RAW DATA
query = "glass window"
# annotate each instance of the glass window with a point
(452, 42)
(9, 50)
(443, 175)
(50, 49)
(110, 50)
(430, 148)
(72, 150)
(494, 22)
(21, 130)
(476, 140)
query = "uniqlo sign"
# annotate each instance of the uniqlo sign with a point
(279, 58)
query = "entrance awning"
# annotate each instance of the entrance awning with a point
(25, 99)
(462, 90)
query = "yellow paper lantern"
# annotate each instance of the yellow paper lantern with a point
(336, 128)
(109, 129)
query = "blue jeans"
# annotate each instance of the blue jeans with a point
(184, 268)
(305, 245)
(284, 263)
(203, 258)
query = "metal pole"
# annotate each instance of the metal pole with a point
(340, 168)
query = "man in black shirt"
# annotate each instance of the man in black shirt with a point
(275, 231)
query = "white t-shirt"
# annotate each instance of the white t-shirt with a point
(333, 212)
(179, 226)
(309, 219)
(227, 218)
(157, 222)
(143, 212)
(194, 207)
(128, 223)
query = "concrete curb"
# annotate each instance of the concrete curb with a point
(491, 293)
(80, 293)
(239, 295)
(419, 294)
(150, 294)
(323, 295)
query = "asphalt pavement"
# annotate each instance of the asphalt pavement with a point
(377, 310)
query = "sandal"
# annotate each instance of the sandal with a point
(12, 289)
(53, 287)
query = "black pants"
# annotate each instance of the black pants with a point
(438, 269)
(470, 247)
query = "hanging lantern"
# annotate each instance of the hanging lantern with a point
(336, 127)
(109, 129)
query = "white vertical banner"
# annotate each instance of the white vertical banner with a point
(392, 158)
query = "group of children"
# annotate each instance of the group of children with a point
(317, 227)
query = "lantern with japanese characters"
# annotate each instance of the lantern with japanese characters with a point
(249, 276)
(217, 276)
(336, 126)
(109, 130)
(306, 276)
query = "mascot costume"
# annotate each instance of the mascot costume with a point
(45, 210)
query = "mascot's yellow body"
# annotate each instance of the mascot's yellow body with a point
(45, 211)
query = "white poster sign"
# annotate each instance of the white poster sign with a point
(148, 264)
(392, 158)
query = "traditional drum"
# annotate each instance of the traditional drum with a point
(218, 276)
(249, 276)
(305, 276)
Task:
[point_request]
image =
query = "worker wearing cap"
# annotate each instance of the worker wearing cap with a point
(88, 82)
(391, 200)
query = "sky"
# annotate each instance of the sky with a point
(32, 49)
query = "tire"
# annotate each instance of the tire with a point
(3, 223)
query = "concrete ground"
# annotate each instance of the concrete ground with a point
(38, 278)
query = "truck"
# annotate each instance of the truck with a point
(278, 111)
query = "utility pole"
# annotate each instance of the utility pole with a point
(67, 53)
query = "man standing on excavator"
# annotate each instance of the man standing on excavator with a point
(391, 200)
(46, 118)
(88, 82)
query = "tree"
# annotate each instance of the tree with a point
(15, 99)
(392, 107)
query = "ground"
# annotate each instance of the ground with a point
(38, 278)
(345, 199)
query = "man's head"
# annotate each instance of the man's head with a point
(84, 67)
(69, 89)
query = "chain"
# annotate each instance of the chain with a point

PROMPT
Please repeat all the records above exactly as they appear.

PROBLEM SOLUTION
query = "glass window"
# annotate each instance of the glass window with a point
(452, 42)
(9, 50)
(443, 175)
(50, 49)
(110, 50)
(430, 148)
(72, 150)
(494, 22)
(21, 130)
(476, 140)
query = "uniqlo sign"
# annotate each instance of the uniqlo sign with a point
(279, 58)
query = "entrance awning"
# annotate each instance of the entrance awning with a point
(25, 99)
(462, 90)
query = "yellow paper lantern"
# annotate each instance of the yellow paper lantern with a point
(336, 128)
(109, 129)
query = "blue jeans"
# annotate each instance of the blue jeans with a point
(184, 268)
(305, 245)
(284, 263)
(203, 258)
query = "metal pole"
# annotate each instance of the metal pole with a point
(340, 168)
query = "man in black shirt"
# annotate each instance of the man in black shirt with a point
(275, 231)
query = "white t-shirt"
# annotate each instance of the white t-shirt with a point
(333, 212)
(179, 226)
(309, 219)
(227, 218)
(157, 222)
(143, 212)
(194, 207)
(128, 223)
query = "concrete curb"
# annotate each instance of the concrete curb with a point
(491, 293)
(80, 293)
(239, 295)
(419, 294)
(150, 294)
(323, 295)
query = "asphalt pavement"
# annotate each instance of the asphalt pavement with a point
(377, 310)
query = "sandal"
# annotate each instance of the sandal with a point
(12, 289)
(53, 287)
query = "black pants"
# annotate each instance of the black pants with a point
(438, 269)
(470, 247)
query = "hanging lantern"
# annotate each instance of the hanging lantern with a point
(336, 127)
(109, 129)
query = "white vertical banner"
# annotate each instance of the white vertical banner with a point
(392, 158)
query = "group of children"
# annotate each instance of the group of children with a point
(317, 227)
query = "lantern with japanese characters"
# annotate each instance of the lantern with japanese characters with a point
(249, 276)
(217, 276)
(336, 126)
(109, 130)
(306, 276)
query = "mascot costume"
# annotate each instance of the mascot costume with a point
(45, 210)
query = "mascot's yellow body"
# annotate each instance of the mascot's yellow body with a point
(45, 211)
query = "white poster sign"
# annotate each instance of the white poster sign with a point
(148, 264)
(392, 158)
query = "traditional drum"
# annotate each instance of the traditional drum with a point
(218, 276)
(249, 276)
(305, 276)
Task:
[point_request]
image =
query = "worker wearing cap"
# annotate each instance of the worker wearing cap with a point
(88, 82)
(391, 200)
query = "sky"
# annotate each instance of the sky with a point
(32, 49)
query = "tire"
# annotate each instance of the tire with a point
(3, 223)
query = "concrete ground"
# annotate each instance of the concrete ground with a point
(38, 278)
query = "truck"
# annotate each instance of the truck with a point
(278, 111)
query = "utility pole"
# annotate each instance of the utility pole with a point
(67, 53)
query = "man standing on excavator"
# annotate each instance of the man standing on excavator with a point
(391, 200)
(46, 118)
(88, 82)
query = "tree"
# annotate each instance of the tree with a point
(15, 99)
(392, 107)
query = "ground"
# annotate each instance of the ground with a point
(38, 278)
(345, 199)
query = "man's head"
# annotate each instance of the man's head with a point
(84, 67)
(69, 89)
query = "chain"
# annotate each instance of the chain with a point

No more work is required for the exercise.